WHAT YOU WILL DO: Find every line in the records below that contains the word "golden" and copy each one out. Case counts.

RECORDS PROVIDED:

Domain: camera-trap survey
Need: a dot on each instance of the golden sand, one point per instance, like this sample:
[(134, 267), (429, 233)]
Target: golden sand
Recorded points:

TASK SOLUTION:
Need: a dot on each instance of the golden sand, one point per instance, like this sample:
Target: golden sand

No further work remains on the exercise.